TEXTO EXTRAÍDO:
Ahora bien, en la convocatoria de la Moncloa subyacen, más o menos tácitos, dos hechos igualmente significativos; primero, la evidencia de que la UCD como partido, como corpus político, es radicalmente insuficiente para asumir la responsabilidad del Gobierno. Se diga lo que se quiera, y tenga la importancia que tenga la dimisión del señor Camuñas, la UCD no ha conseguido cuajarse como partido serio, de la misma manera que es imposible mezclar el agua con el aceite. En primer lugar, no está compuesta por partidos reales, sino por protopartidos o incluso criptopartidos. Las personalidades que la integran están, casi casi, a título individual de aspirante a un poder ya logrado, pero no como cabezas de formaciones con entidad importante. Esto es algo que de tan sabido sobra repetirlo.

PROBLEMA BREVE A:
Responde estas preguntas a partir del fragmento sobre la UCD:
(i) ¿De quién es la dimisión que menciona el fragmento?
(ii) ¿Con qué imposibilidad compara el fragmento la falta de cohesión de la UCD?
(iii) ¿Por qué tipo de partidos dice el fragmento que está compuesta la UCD?
PROBLEMA BREVE B: Reescribe de forma más breve el párrafo del fragmento sobre la UCD que empieza con "Ahora bien, en la convocatoria de la Moncloa" y conserva sus datos principales.
Los ítems no tienen ninguna relación con este fragmento.

Ítems de un conjunto de datos:
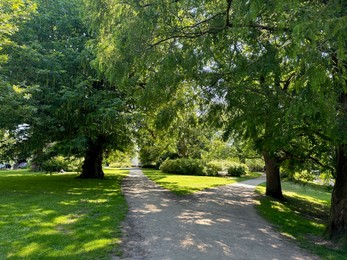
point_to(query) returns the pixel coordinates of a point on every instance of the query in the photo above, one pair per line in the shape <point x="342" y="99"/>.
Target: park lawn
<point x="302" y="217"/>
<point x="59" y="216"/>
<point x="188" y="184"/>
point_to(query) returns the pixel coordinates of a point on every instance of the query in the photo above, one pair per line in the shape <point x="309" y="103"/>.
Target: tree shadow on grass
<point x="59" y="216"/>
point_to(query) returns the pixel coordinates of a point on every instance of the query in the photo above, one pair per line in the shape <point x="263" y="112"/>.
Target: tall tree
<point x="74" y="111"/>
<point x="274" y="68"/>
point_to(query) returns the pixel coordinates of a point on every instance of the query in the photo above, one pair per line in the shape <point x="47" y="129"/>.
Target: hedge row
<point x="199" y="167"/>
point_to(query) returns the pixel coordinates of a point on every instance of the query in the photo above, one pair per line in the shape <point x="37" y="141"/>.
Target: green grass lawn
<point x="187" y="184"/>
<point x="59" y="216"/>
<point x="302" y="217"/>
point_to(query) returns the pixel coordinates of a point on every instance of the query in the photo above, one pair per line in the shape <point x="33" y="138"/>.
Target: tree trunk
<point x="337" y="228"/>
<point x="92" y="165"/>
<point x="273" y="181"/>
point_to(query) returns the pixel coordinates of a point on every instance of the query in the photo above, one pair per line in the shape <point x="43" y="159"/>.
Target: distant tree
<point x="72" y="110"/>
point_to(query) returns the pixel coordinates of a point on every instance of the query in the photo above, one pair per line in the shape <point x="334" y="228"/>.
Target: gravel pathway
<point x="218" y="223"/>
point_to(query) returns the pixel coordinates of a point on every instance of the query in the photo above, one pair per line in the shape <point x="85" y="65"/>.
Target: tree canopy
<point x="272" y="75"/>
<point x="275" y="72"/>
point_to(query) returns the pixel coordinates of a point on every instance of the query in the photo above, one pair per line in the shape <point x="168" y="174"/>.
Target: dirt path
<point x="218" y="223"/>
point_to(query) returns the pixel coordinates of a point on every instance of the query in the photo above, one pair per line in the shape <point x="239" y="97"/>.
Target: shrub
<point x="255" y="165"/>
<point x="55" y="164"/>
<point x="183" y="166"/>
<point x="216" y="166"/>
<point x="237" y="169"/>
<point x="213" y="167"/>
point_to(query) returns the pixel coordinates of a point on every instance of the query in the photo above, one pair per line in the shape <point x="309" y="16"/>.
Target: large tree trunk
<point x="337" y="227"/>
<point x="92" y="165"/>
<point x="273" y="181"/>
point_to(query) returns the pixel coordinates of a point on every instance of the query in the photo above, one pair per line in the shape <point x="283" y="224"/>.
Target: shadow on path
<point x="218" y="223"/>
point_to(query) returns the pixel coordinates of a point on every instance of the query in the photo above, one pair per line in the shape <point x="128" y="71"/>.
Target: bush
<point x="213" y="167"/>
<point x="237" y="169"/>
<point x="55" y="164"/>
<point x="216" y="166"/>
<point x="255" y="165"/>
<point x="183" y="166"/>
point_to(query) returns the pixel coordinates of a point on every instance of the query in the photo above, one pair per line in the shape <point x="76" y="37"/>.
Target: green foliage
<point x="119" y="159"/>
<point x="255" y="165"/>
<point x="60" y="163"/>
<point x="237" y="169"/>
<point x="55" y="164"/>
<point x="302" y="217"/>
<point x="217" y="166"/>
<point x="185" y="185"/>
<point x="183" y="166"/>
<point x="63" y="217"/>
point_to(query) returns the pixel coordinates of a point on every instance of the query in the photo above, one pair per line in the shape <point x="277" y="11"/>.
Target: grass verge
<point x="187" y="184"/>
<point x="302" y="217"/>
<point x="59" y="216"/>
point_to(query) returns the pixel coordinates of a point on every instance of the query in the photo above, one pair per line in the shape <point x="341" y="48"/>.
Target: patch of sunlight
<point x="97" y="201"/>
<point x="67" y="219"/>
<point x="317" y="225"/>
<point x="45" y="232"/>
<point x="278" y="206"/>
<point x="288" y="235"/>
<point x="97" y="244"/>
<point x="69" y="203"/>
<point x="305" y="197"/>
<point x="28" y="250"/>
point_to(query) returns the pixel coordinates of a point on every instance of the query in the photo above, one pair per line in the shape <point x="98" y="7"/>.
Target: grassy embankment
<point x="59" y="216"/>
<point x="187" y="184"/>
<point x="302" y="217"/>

RESULTADO CORRECTO A:
(i) Del señor Camuñas.
(ii) Con la imposibilidad de mezclar el agua con el aceite.
(iii) Por protopartidos o incluso criptopartidos, no por partidos reales.

RESULTADO CORRECTO B: En la convocatoria de la Moncloa subyacen dos hechos significativos. El primero es que la UCD, como partido, resulta radicalmente insuficiente para asumir la responsabilidad del Gobierno. Pese a la dimisión del señor Camuñas, no ha cuajado como partido serio, igual que no se pueden mezclar el agua y el aceite. La componen protopartidos o criptopartidos, no partidos reales. Sus personalidades participan casi a título individual, como aspirantes a un poder ya logrado, y no como cabezas de formaciones importantes. Es algo tan sabido que sobra repetirlo.